> **Assigned task**: Skip the pictures and repeat each line of the data exactly.

Referring expression pointing data:
[Start of section]

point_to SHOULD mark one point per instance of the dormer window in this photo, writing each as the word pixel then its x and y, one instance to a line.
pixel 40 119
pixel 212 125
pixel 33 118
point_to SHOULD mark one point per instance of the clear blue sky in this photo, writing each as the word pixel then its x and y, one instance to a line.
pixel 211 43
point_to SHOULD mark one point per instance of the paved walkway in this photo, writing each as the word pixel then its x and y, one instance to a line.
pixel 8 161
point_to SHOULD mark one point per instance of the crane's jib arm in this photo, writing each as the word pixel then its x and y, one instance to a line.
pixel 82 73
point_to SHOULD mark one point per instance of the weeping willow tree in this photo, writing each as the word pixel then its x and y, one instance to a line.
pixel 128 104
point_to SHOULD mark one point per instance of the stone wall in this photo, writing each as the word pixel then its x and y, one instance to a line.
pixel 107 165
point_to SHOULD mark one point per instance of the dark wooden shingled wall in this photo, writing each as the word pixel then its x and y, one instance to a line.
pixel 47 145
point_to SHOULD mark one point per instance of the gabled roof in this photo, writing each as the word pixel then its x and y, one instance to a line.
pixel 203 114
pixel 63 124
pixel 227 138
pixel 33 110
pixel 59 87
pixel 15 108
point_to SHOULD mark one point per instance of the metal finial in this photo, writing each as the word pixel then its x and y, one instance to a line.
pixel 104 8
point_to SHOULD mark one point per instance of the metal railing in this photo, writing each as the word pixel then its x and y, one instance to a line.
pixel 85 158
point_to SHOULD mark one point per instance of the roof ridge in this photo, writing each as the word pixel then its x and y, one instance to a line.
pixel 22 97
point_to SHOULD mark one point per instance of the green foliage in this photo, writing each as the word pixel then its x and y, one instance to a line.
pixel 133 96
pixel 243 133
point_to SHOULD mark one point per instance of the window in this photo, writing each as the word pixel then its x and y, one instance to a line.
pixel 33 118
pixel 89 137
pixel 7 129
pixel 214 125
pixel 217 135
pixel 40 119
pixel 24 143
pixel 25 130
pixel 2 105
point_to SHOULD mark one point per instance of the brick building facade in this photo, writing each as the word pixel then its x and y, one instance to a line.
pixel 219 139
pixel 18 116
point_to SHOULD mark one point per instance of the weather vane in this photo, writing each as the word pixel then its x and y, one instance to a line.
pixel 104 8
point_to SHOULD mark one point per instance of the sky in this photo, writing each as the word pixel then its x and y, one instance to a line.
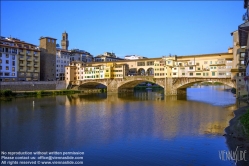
pixel 145 28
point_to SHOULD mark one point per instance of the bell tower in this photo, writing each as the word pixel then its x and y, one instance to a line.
pixel 64 41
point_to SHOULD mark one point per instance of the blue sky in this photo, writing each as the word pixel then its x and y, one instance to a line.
pixel 145 28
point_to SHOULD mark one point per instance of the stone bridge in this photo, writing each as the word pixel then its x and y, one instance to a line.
pixel 172 86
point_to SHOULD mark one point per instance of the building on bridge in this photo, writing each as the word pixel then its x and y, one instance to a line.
pixel 107 57
pixel 134 57
pixel 173 73
pixel 19 60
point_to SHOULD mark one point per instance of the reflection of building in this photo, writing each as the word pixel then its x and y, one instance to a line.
pixel 133 57
pixel 19 61
pixel 107 57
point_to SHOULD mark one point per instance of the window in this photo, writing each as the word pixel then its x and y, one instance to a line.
pixel 140 63
pixel 242 55
pixel 150 63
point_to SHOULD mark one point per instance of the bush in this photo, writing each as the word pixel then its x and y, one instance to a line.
pixel 244 119
pixel 233 90
pixel 6 92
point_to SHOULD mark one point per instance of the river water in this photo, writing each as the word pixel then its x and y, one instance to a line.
pixel 144 128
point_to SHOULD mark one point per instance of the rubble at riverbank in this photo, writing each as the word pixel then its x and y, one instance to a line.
pixel 237 138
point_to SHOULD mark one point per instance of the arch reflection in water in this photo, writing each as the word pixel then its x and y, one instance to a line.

[End of section]

> **Output below**:
point_to SHOULD mark one point per instance of the dormer window in this photo, writing each as the word pixel then its x and y, one instance to a line.
pixel 40 119
pixel 212 125
pixel 33 118
point_to SHOULD mark one point per instance of the clear blue sky in this photo, writing each as the word pixel then its x and y, one instance to a line.
pixel 211 43
point_to SHOULD mark one point per instance of the paved walkway in this photo, writing each as the word pixel then its x and y, one instance to a line.
pixel 8 161
point_to SHOULD mark one point per instance of the crane's jib arm in this photo, writing each as the word pixel then its x and y, one instance to a line.
pixel 82 73
point_to SHOULD mark one point per instance of the weeping willow tree in this photo, writing each as the word pixel then its x and y, one instance to a line.
pixel 128 104
point_to SHOULD mark one point per instance of the stone wall in this photo, writing each as the word pixel then its x and y, one instance to a line.
pixel 107 165
point_to SHOULD mark one point per instance of the dark wooden shingled wall in this photo, writing each as the word pixel then its x and y, one instance to a line.
pixel 47 145
point_to SHOULD mark one point per instance of the gabled roof in this photo, writing each as the word pixel then its x and y, one instance to a line.
pixel 203 114
pixel 63 124
pixel 227 138
pixel 33 110
pixel 59 87
pixel 15 108
point_to SHOULD mark one point per instance of the metal finial in this photo, writing each as the word pixel then its x and y, one instance to a line.
pixel 104 8
point_to SHOULD mark one point per instance of the metal railing in this photo, writing each as the word pixel then its x and y, one instance to a line.
pixel 85 158
point_to SHOULD mark one point per instance of the roof ridge in this photo, writing each as the word pixel then its x and y, one instance to a line.
pixel 22 97
point_to SHOULD mark one point per instance of the green foliage in this photo, writing each as the word pixel then its x and y, one instance to a line.
pixel 133 96
pixel 243 133
point_to SHOULD mark one point per instance of the window in this photo, writing each as the word pixel then its x and y, one instance to a line.
pixel 33 118
pixel 89 137
pixel 7 129
pixel 214 125
pixel 217 135
pixel 40 119
pixel 24 143
pixel 25 130
pixel 2 105
point_to SHOULD mark one point per instance of the brick building facade in this photo, writing each as the word pixel then its x and y, one instance to a line.
pixel 219 139
pixel 18 116
point_to SHOULD mark one point per instance of the weather vane in this photo, writing each as the word pixel then its x and y, one instance to a line.
pixel 104 8
point_to SHOULD mark one point per instance of the sky in this photo, writing each as the word pixel then its x and y, one instance to a line.
pixel 145 28
point_to SHOULD mark one point per instance of the bell tower in this photo, writing each as the word pixel then its x and y, one instance to a line.
pixel 64 41
point_to SHOULD mark one point per instance of the blue sky in this photo, writing each as the word pixel then its x and y, one instance to a line.
pixel 145 28
point_to SHOULD mark one point per instance of the stone bridge in this photo, writing each as the word pixel then its x and y, one instance to a line.
pixel 172 86
point_to SHOULD mark one point per instance of the building on bridge in this photo, writing each as the word pixel then its x and y, one instance to a line.
pixel 107 57
pixel 134 57
pixel 173 73
pixel 19 60
point_to SHOULD mark one point per instance of the reflection of building in this photo, writing each as the word pixel then its x and y, one instance to a line.
pixel 133 57
pixel 19 61
pixel 107 57
point_to SHOULD mark one point per instance of the window in this photo, writing each as the word pixel then its x and y, one instance to a line.
pixel 140 63
pixel 242 55
pixel 150 63
point_to SHOULD mark one point per instance of the bush in this photo, writing each as the word pixel then its x and y, one instance to a line.
pixel 244 119
pixel 233 90
pixel 6 92
point_to SHOULD mark one point per instance of the river water in this photo, writing each as the word pixel then its x and y, one instance to a line.
pixel 144 128
point_to SHOULD mark one point per instance of the rubble at riverbank in this photo, writing each as the word pixel then its x and y, one instance to a line.
pixel 237 138
point_to SHOULD mark one point per instance of the arch reflection in water in this photo, writing each as the word pixel then its x and y, one instance to a line.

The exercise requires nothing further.